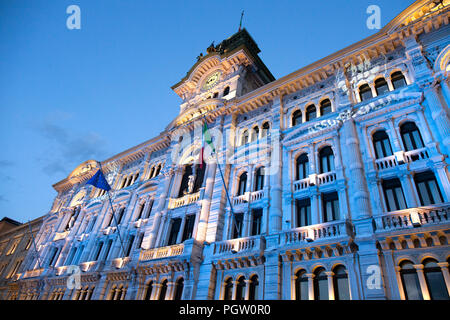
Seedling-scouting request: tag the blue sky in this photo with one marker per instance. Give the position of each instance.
(67, 96)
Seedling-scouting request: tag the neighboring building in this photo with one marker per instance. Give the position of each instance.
(16, 242)
(337, 174)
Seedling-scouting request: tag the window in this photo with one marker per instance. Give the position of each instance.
(237, 225)
(98, 250)
(120, 215)
(330, 207)
(311, 113)
(411, 136)
(325, 107)
(242, 185)
(162, 294)
(303, 212)
(265, 129)
(228, 289)
(254, 134)
(185, 180)
(393, 194)
(256, 222)
(188, 227)
(129, 245)
(174, 229)
(381, 144)
(340, 281)
(302, 167)
(320, 284)
(148, 292)
(240, 289)
(179, 285)
(244, 138)
(301, 286)
(428, 189)
(365, 93)
(259, 179)
(435, 280)
(410, 281)
(381, 86)
(296, 118)
(398, 80)
(326, 159)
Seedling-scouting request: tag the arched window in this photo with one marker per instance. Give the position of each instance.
(296, 117)
(410, 281)
(428, 188)
(435, 280)
(381, 144)
(381, 86)
(398, 80)
(311, 112)
(320, 284)
(326, 157)
(179, 285)
(254, 134)
(301, 286)
(240, 289)
(340, 279)
(302, 167)
(244, 138)
(185, 180)
(242, 186)
(254, 288)
(265, 129)
(259, 179)
(411, 136)
(325, 107)
(162, 294)
(228, 288)
(148, 291)
(365, 93)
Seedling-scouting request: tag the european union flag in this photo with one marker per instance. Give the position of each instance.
(98, 180)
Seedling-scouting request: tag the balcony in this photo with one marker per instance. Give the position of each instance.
(410, 218)
(183, 201)
(240, 245)
(249, 197)
(163, 252)
(323, 231)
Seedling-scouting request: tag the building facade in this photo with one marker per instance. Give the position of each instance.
(329, 183)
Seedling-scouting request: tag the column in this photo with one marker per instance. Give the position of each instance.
(330, 275)
(310, 285)
(422, 281)
(400, 283)
(293, 291)
(445, 273)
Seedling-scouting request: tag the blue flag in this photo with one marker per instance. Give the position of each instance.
(98, 180)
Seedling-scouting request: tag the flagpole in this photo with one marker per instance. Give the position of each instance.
(221, 175)
(114, 215)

EXERCISE DETAILS:
Change every "one marker per instance" in the lines above to "a separate marker for each instance" and leave all other text as it is. Write out the revised lines without the pictures.

EXERCISE RESULT:
Seedling-scouting request: tag the blue sky in this photo with a separate marker for each instance. Give the position of each instance.
(67, 96)
Seedling-scouting request: tag the neighboring building in this photo with a separate marker for each instance. Give the position of each instance.
(16, 242)
(337, 174)
Seedling-scouting request: tag the window in this photo with a separate marker for each instance. Give the position of each instance.
(237, 225)
(98, 250)
(120, 215)
(330, 207)
(311, 113)
(411, 136)
(325, 107)
(242, 185)
(162, 294)
(303, 212)
(265, 129)
(228, 289)
(254, 134)
(185, 180)
(393, 194)
(256, 222)
(188, 227)
(129, 245)
(174, 229)
(381, 144)
(340, 281)
(302, 167)
(320, 284)
(148, 292)
(240, 289)
(179, 285)
(244, 138)
(301, 286)
(428, 189)
(365, 93)
(259, 179)
(435, 280)
(410, 281)
(381, 86)
(296, 118)
(398, 80)
(326, 159)
Seedling-scouting request: tag the arched window in this photo with a separate marker for each instance. Give the position of each instance.
(296, 117)
(410, 281)
(428, 188)
(435, 280)
(381, 144)
(381, 86)
(398, 80)
(311, 112)
(320, 284)
(326, 157)
(179, 285)
(254, 134)
(301, 286)
(240, 289)
(340, 279)
(302, 167)
(244, 138)
(185, 180)
(242, 186)
(254, 288)
(265, 129)
(259, 179)
(411, 136)
(325, 107)
(162, 294)
(228, 288)
(148, 291)
(365, 93)
Seedling-scouting request: tag the european union flag in this photo with a separate marker for each instance. Give the position of each instance.
(98, 180)
Seedling-scouting request: tag the balcony in this photo with a separate marker for each instance. Give the position of each instance.
(410, 218)
(183, 201)
(240, 245)
(249, 197)
(163, 252)
(323, 231)
Seedling-scouting request: tag the building facade in this photo with a separate marker for each instance. Give the position of each instance.
(329, 183)
Seedling-scouting request: tag the column in this photo with a separate marker for each instance. Give the position of each instance.
(330, 275)
(310, 285)
(422, 281)
(400, 283)
(293, 291)
(445, 273)
Seedling-scouting request: tag the blue flag in this photo with a separate marker for each instance. Give the position of each instance.
(98, 180)
Seedling-scouting request: tag the flagpole in this photo with a separate marker for each instance. Give the position of each instance.
(221, 175)
(114, 215)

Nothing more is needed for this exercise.